— What the task requires —
Please output the entries below without altering a single character.

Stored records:
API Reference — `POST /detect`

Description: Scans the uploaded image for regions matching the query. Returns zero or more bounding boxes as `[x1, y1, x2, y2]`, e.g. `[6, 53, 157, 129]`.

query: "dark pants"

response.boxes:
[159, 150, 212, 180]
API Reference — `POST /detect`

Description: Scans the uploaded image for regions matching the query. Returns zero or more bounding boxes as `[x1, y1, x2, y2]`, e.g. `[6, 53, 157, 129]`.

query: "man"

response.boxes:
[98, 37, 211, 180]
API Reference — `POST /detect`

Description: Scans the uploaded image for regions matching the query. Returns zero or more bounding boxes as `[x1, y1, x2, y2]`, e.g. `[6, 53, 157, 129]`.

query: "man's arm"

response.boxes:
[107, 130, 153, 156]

— Response area —
API Reference — `POST /detect`

Description: Scans the uploaded image for regions matching the query. Returns zero or more bounding boxes as `[x1, y1, x2, y2]`, e.g. `[6, 53, 157, 129]`.

query: "dark pants"

response.boxes:
[159, 150, 212, 180]
API Reference — `POST /detect`

Description: Scans the uploaded image for regions matching the query. Returns zero or more bounding boxes as `[x1, y1, x2, y2]`, e.g. `[6, 53, 157, 129]`.

query: "man"

response.boxes:
[98, 37, 211, 180]
API Reference — `POST /detect`

Description: Scans the uploaded image for regions matching the query. Returns zero or more bounding boxes as `[x1, y1, x2, y2]`, e.g. `[6, 53, 157, 129]`.

query: "man's arm"

response.boxes:
[107, 130, 153, 156]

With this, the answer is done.